Continue the court passage on whether the order compelling Born to arbitrate is final and appealable, picking up after its last sentence.

PASSAGE GIVEN >>
▬▬▬▬▬▬
In this case, it is clear that the district court‘s order to compel arbitration is a final order; therefore, the FAA does not prohibit this Court from entertaining Born‘s appeal. All of the issues before the district court were directly related to the arbitrability of the dispute: the binding effect of the arbitration clause, Born‘s defenses to the binding effect of the arbitration clause, and Born‘s arguments about the district court‘s jurisdiction to rule on the arbitrability of the dispute. This is clearly different from the situation in F.C. Schaffer, where the plaintiff filed an action under the Declaratory Judgment Act and the FAA, seeking both an injunction prohibiting the defendant from proceeding with arbitration and a declaration regarding the merits of the underlying dispute. 101 F.3d at 41. Similarly, in McDermott, besides the arbitrability issue, the case involved various other claims, which the district court stayed pending arbitration. 981 F.2d at 746. In contrast, the only issue before the district court in this case was the arbitrability of the dispute, and the court ordered the case closed, as opposed to stayed pending arbitration. As such, the district court‘s order is a final order, which the FAA does not prohibit this Court from reviewing.
▬▬▬▬▬▬
DATA SUPPLIED >>
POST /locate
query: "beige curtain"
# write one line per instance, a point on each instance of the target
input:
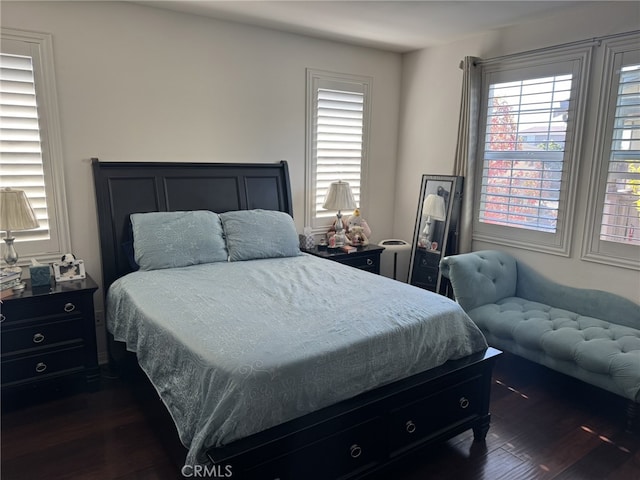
(465, 161)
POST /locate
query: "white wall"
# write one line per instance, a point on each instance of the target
(429, 120)
(138, 83)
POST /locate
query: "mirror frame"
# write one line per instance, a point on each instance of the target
(448, 242)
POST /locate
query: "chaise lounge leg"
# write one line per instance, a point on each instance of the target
(633, 416)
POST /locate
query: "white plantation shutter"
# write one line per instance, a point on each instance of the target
(20, 146)
(523, 152)
(532, 114)
(338, 139)
(30, 145)
(621, 210)
(612, 231)
(337, 123)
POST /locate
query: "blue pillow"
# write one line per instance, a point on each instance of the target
(253, 234)
(177, 239)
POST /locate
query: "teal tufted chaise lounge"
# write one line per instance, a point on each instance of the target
(589, 334)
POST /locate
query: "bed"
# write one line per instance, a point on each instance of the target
(272, 363)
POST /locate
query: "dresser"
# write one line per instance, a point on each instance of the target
(49, 335)
(365, 258)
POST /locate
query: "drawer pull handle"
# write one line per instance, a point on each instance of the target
(410, 427)
(355, 451)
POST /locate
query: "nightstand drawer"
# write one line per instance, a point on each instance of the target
(364, 262)
(41, 335)
(43, 365)
(21, 309)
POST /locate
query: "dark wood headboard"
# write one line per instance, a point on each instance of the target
(123, 188)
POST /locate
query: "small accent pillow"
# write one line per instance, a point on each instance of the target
(253, 234)
(177, 239)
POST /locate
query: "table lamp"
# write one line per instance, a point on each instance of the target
(434, 209)
(16, 214)
(339, 197)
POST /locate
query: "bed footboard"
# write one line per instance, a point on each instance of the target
(368, 433)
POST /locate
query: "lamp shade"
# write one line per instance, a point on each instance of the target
(15, 211)
(434, 207)
(339, 197)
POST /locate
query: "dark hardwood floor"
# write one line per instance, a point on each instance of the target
(544, 426)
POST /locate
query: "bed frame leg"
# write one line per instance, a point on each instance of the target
(482, 428)
(633, 417)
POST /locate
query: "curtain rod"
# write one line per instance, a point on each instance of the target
(593, 41)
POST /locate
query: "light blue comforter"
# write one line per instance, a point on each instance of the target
(236, 348)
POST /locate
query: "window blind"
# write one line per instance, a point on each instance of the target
(20, 145)
(524, 147)
(621, 211)
(338, 137)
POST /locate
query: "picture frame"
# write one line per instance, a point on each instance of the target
(67, 271)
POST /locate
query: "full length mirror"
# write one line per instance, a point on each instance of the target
(435, 233)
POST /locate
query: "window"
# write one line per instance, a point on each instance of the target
(337, 131)
(30, 154)
(614, 235)
(530, 117)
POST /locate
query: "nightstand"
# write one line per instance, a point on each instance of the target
(49, 335)
(365, 258)
(426, 265)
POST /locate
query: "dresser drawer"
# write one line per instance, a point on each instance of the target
(43, 365)
(40, 335)
(416, 422)
(363, 262)
(51, 306)
(352, 450)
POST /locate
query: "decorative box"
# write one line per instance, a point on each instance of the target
(40, 275)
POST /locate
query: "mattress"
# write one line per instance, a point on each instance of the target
(234, 348)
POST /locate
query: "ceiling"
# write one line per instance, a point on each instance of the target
(394, 25)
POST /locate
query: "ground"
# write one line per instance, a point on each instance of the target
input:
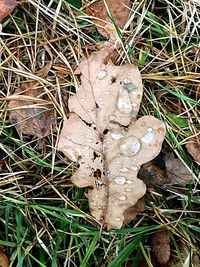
(45, 220)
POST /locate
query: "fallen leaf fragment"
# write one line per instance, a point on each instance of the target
(6, 7)
(29, 112)
(177, 172)
(104, 137)
(160, 246)
(194, 150)
(120, 10)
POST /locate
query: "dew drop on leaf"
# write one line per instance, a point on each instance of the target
(130, 146)
(102, 74)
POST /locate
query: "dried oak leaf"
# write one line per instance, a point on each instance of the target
(4, 262)
(194, 150)
(120, 10)
(160, 246)
(103, 136)
(177, 172)
(29, 111)
(6, 7)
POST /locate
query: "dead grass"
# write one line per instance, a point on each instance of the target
(44, 219)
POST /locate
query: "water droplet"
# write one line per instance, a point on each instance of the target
(134, 168)
(147, 137)
(124, 102)
(130, 146)
(161, 130)
(122, 198)
(123, 170)
(102, 74)
(117, 135)
(128, 85)
(112, 117)
(149, 130)
(133, 114)
(128, 189)
(126, 81)
(107, 92)
(120, 180)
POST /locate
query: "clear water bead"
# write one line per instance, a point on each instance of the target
(134, 168)
(120, 180)
(130, 146)
(102, 74)
(122, 198)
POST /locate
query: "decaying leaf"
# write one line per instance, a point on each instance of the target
(120, 10)
(160, 246)
(104, 137)
(194, 150)
(6, 7)
(29, 111)
(177, 172)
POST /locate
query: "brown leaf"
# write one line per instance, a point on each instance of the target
(29, 111)
(4, 262)
(177, 172)
(103, 136)
(160, 246)
(194, 150)
(120, 10)
(6, 7)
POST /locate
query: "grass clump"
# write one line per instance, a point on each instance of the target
(45, 220)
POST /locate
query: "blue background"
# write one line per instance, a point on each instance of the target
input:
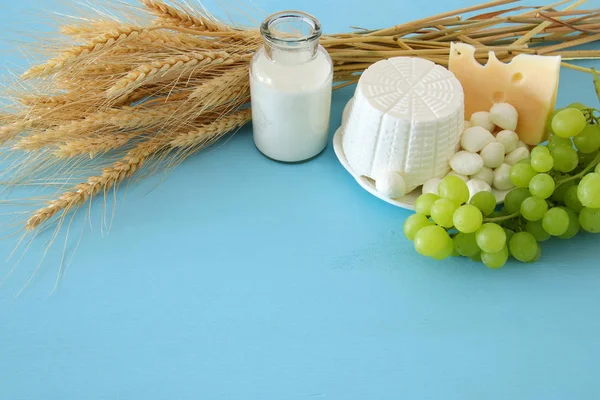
(241, 278)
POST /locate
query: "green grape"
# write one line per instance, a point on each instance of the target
(561, 191)
(556, 141)
(568, 122)
(542, 162)
(446, 251)
(577, 105)
(586, 159)
(537, 230)
(542, 186)
(521, 174)
(495, 260)
(424, 203)
(556, 221)
(539, 150)
(454, 188)
(573, 228)
(523, 246)
(514, 199)
(509, 233)
(538, 255)
(589, 190)
(414, 223)
(491, 238)
(467, 218)
(476, 257)
(589, 219)
(485, 201)
(533, 208)
(465, 244)
(572, 199)
(431, 240)
(565, 159)
(442, 211)
(588, 141)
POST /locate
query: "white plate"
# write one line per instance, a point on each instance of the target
(406, 202)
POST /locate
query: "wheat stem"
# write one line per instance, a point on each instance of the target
(176, 17)
(145, 73)
(132, 162)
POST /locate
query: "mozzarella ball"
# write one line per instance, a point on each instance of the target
(475, 138)
(509, 139)
(431, 186)
(463, 177)
(504, 116)
(493, 155)
(391, 184)
(466, 163)
(520, 153)
(502, 177)
(483, 119)
(476, 186)
(486, 174)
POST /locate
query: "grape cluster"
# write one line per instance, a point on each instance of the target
(556, 194)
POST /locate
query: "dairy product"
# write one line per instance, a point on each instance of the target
(406, 116)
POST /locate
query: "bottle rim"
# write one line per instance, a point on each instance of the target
(311, 21)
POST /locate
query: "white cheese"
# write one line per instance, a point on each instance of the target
(520, 153)
(466, 163)
(475, 138)
(502, 177)
(493, 155)
(406, 116)
(391, 184)
(486, 174)
(483, 119)
(509, 139)
(463, 177)
(431, 185)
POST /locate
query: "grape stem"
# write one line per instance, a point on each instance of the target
(587, 169)
(503, 218)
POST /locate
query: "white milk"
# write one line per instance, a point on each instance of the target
(291, 101)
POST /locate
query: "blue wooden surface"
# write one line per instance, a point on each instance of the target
(241, 278)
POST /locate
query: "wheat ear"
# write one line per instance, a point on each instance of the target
(132, 162)
(123, 118)
(147, 72)
(208, 133)
(176, 17)
(69, 56)
(93, 146)
(229, 86)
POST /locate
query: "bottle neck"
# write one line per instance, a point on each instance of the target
(291, 37)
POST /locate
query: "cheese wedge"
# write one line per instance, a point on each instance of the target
(406, 116)
(528, 82)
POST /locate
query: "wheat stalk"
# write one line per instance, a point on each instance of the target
(175, 17)
(145, 73)
(198, 69)
(132, 162)
(124, 118)
(100, 42)
(93, 146)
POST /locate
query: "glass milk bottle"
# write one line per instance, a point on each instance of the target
(291, 84)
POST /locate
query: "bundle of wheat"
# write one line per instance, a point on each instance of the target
(168, 81)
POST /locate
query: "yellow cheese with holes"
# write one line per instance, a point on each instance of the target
(528, 82)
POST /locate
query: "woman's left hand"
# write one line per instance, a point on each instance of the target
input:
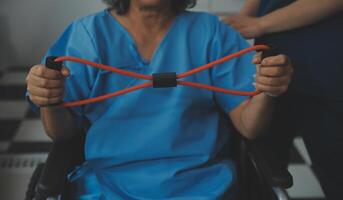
(273, 75)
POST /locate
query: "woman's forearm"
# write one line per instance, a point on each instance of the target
(250, 7)
(59, 123)
(298, 14)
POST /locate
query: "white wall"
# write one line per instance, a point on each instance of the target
(28, 27)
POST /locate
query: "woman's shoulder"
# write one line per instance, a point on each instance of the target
(92, 19)
(203, 17)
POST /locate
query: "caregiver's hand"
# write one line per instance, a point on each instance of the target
(273, 75)
(46, 86)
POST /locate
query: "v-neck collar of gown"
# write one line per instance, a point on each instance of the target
(134, 49)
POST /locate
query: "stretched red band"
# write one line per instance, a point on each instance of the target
(150, 78)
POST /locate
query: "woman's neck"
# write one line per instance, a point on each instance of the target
(147, 26)
(153, 19)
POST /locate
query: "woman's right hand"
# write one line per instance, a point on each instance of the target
(46, 86)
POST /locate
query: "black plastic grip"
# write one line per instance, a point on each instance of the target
(164, 80)
(273, 51)
(51, 64)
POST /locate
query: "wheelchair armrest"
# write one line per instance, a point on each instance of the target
(63, 156)
(268, 165)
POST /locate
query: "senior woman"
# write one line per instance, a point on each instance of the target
(155, 143)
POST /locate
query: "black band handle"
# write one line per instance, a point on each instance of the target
(51, 64)
(273, 51)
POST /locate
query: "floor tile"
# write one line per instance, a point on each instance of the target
(8, 129)
(13, 109)
(300, 146)
(29, 147)
(306, 184)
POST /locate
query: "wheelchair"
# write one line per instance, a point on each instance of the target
(260, 175)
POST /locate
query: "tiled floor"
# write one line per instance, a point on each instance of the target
(22, 140)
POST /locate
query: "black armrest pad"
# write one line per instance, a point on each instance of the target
(268, 165)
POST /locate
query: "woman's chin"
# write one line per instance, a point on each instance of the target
(150, 3)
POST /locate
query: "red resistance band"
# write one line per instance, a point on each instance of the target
(161, 80)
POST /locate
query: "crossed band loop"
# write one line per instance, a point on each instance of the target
(162, 79)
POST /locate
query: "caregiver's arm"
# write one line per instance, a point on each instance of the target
(298, 14)
(252, 117)
(46, 87)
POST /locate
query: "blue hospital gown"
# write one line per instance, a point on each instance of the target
(154, 143)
▬▬▬▬▬▬
THE RESPONSE >>
2. The District Court had Personal Jurisdiction.

Next, we find the argument that the district court lacked personal jurisdiction over Born to be without merit. A court‘s power to exercise personal jurisdiction over a non-resident defendant depends upon the relationship among the defendant, the forum, and the litigation. Shaffer v. Heitner, 433 U.S. 186, 212 (1977). Due process of law requires that “in order to subject a defendant to a judgment in personam, if he be not present within the territory of the forum, he have certain minimum contacts with it such that the maintenance of the suit does not offend ‘traditional notions of fair play and substantial justice.‘” International Shoe Co. v. Washington, 326 U.S. 310, 316 (1945).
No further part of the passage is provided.